Now, if one hears discussion of an incoming population crisis, it’s safe to assume they are talking about the predicted rapid decline in global population after its projected peak this century. It’s all the rage now for neoliberal intellectuals to opine on the causes of and solutions to the universal trend of economic development cratering birthrates. Anyone familiar with Elon Musk’s X feed will know that he and other Silicon Valley libertarians believe population decline is the issue of our time.
Long term projections show that the population collapse will be hugely transformative. Take South Korea, a first world country with the lowest fertility rate in the world. Under current trends, its population of 52 million is projected to drop below 30 million by 2076, and to just 16.5 million by the end of the century.
East Asian countries are especially plagued by population decline. Japan’s population peaked in 2008, at 128 million. The number of births reached another new low in 2023, and the Japanese government projects that by 2070 the population will have fallen by 30%. By 2100, Japan’s population will have shrunk by half, to 63 million.
Things are not much better outside Asia. Iran, an Islamic theocracy, has had a dramatic drop in its fertility rate in recent years, to as low as 1.61 in 2021. Across Europe birthrates are shrinking, even in Scandinavian countries which had seemed to have a lot more resilience to this trend than the rest of Europe. And south of the continent the picture is especially bleak, with Spain and Italy continuing to slump to record lows.
But falling birthrates are just the most obvious and immediately consequential effect of capitalist economic development. Here are some other alarming trends that mass affluence under consumer capitalism has brought us:
There is a mental health crisis in Western societies that is getting worse. About one in five adults in America has a mental illness. One in four young women in the UK has a mental health disorder. The suicide rate rose 655% in Ireland since the 1960s.
We have a loneliness crisis. 61% of young Americans report “serious loneliness”. In the UK, the number of young adults who report having only one or no close friends jumped from 7% to nearly 20% between 2012 and 2021. 22% of millennials in the US report having no close friends.

Study material:
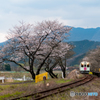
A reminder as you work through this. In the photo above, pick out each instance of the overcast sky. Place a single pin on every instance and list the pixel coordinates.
(76, 13)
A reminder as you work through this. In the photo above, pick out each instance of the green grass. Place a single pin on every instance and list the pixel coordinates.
(17, 93)
(59, 81)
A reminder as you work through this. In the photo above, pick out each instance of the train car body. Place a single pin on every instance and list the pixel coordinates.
(84, 67)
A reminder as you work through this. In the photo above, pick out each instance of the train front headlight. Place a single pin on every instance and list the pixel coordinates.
(87, 64)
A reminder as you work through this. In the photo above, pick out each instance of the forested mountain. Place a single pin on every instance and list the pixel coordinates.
(78, 34)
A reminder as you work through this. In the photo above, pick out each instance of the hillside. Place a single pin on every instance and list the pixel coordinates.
(81, 48)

Study questions:
A: According to the population decline text, what causes birthrates to fall? Answer in one to three sentences.
B: Does the population decline text agree with each statement below? Answer yes or no for each, and quote the deciding words of the text.
(i) Japan's population peaked in 2008 at 128 million.
(ii) Scandinavian countries have been spared the drop in birthrates seen across Europe.
(iii) Iran's fertility rate fell as low as 1.61 in 2021.
C: Continue the population decline text from where it stops.
The data has nothing to do with the text on population decline.

Answers for each item:
A: The text says falling birthrates come from economic development, specifically capitalist economic development. It calls them "the most obvious and immediately consequential effect" of that development and describes the trend as universal.

B:
(i) Yes: "Japan’s population peaked in 2008, at 128 million."
(ii) No: "Across Europe birthrates are shrinking, even in Scandinavian countries which had seemed to have a lot more resilience to this trend than the rest of Europe."
(iii) Yes: "to as low as 1.61 in 2021."

C:
IQ is declining. The so-called “Flynn effect” of generally increasing IQ’s has ceased, and research across the world has shown intelligence scores declining. The trends of affluent society where having kids is not a necessity has been for lower IQ people to reproduce at higher rates, suggesting this will get worse.
We have a fat crisis. Over half of European adults, and over two thirds of Americans, are overweight.
We have an addiction crisis. Almost 17% of Americans reported a substance abuse problem in the past year. Half of British teens feel addicted to social media.
In short, the affluence and individual liberation delivered by capitalism and mass democracy is not only leading to us no longer replacing ourselves, but there is a startling decline in mental, physical and genetic health which is making populations who experience this cycle incapable of reproducing themselves. Mass society is not dying due to ecological collapse or a proletarian revolution, but through alienation, nihilism and despair. The alienated, secular, modern worldview, unmoored from traditional beliefs which sacralized the mundane, simply lacks the capacity to vitalize populations.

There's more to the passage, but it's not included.